▶ _Source extract_
•••••

> Looks like this more about adapt existing CUDA code to work with AMD. So it ma...

raphlinus · on Nov 16, 2021

This doesn't sound right to me. Vulkan 1.2 has support for pointers through an extension[1], and that's getting more widely available (certainly a lot more cards than can run ROCm). There's also support coming down the pike for buffer device address[2], which basically lets you use pointers to refer to resources when submitting work to the GPU instead of having to create bindings.

If an open source project of this scope came to me for advice, I would absolutely 100% recommend they base their stuff on Vulkan. It's getting very good quite quickly; there's basically nothing holding you back any more if you're willing to use the latest extensions. There is a tendency in open source to move more slowly though, and I understand that.

I agree with you that GLSL/HLSL is a bad programming language, but you can still get your work done in it. I'm personally excited about rust-gpu, but that is not ready yet.

[1]: https://www.khronos.org/registry/vulkan/specs/1.2-extensions...

•••••

▶ _Raw records_
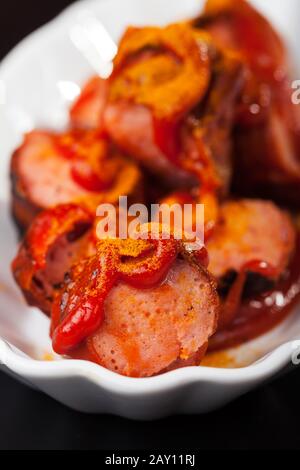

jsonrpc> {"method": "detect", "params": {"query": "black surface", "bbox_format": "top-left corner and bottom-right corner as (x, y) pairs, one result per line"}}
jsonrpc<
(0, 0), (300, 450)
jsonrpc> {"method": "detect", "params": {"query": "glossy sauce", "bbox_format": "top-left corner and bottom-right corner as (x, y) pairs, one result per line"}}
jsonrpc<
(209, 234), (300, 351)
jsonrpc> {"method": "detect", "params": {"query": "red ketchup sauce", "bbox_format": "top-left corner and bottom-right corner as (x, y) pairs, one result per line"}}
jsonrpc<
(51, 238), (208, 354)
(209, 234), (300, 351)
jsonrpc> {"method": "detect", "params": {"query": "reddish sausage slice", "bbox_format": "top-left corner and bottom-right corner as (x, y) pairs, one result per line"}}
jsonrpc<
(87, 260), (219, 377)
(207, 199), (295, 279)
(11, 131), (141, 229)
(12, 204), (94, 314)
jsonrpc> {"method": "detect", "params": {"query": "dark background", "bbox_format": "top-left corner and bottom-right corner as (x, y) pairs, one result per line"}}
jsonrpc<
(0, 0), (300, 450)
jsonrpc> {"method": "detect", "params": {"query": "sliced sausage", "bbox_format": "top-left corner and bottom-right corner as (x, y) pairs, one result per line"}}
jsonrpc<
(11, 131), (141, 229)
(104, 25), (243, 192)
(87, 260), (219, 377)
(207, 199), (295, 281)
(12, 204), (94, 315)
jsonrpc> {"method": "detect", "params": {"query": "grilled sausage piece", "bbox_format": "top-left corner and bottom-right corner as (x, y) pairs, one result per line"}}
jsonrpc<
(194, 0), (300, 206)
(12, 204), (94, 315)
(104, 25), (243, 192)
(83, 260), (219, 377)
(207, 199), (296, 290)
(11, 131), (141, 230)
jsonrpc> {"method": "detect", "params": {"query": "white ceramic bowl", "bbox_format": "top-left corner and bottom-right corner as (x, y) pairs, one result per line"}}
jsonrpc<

•••••

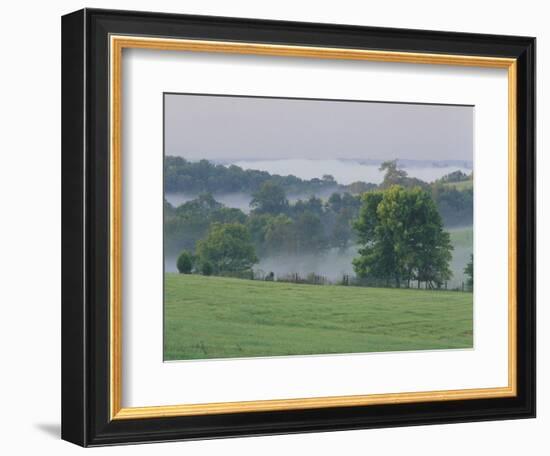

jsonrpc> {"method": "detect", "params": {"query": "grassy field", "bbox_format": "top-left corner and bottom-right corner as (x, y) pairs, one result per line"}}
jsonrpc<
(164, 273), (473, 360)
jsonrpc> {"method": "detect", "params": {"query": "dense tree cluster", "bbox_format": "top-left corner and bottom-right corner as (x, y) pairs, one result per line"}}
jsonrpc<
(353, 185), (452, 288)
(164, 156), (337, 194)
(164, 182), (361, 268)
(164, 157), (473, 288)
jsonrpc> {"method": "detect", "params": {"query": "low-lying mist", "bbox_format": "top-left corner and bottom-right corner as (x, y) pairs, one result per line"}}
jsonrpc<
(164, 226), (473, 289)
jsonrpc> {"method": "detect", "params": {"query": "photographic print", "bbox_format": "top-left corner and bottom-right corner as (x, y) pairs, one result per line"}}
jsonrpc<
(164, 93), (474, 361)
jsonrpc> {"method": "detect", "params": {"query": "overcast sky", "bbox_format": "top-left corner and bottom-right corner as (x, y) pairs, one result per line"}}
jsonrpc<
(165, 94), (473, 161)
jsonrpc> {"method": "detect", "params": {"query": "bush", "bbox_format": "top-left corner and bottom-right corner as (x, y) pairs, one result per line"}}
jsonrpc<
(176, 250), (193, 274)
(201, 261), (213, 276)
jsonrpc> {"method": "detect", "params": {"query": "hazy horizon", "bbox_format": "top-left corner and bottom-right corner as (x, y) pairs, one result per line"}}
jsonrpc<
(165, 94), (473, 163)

•••••

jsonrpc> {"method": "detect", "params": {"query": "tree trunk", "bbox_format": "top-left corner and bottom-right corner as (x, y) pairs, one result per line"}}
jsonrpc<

•••••

▶ _Exercise instructions_
Can you transcribe the forum comment about Vulkan above, starting with "raphlinus · on" and going on through "I understand that."?

▶ _Answer_
raphlinus · on Nov 16, 2021

This doesn't sound right to me. Vulkan 1.2 has support for pointers through an extension[1], and that's getting more widely available (certainly a lot more cards than can run ROCm). There's also support coming down the pike for buffer device address[2], which basically lets you use pointers to refer to resources when submitting work to the GPU instead of having to create bindings.

If an open source project of this scope came to me for advice, I would absolutely 100% recommend they base their stuff on Vulkan. It's getting very good quite quickly; there's basically nothing holding you back any more if you're willing to use the latest extensions. There is a tendency in open source to move more slowly though, and I understand that.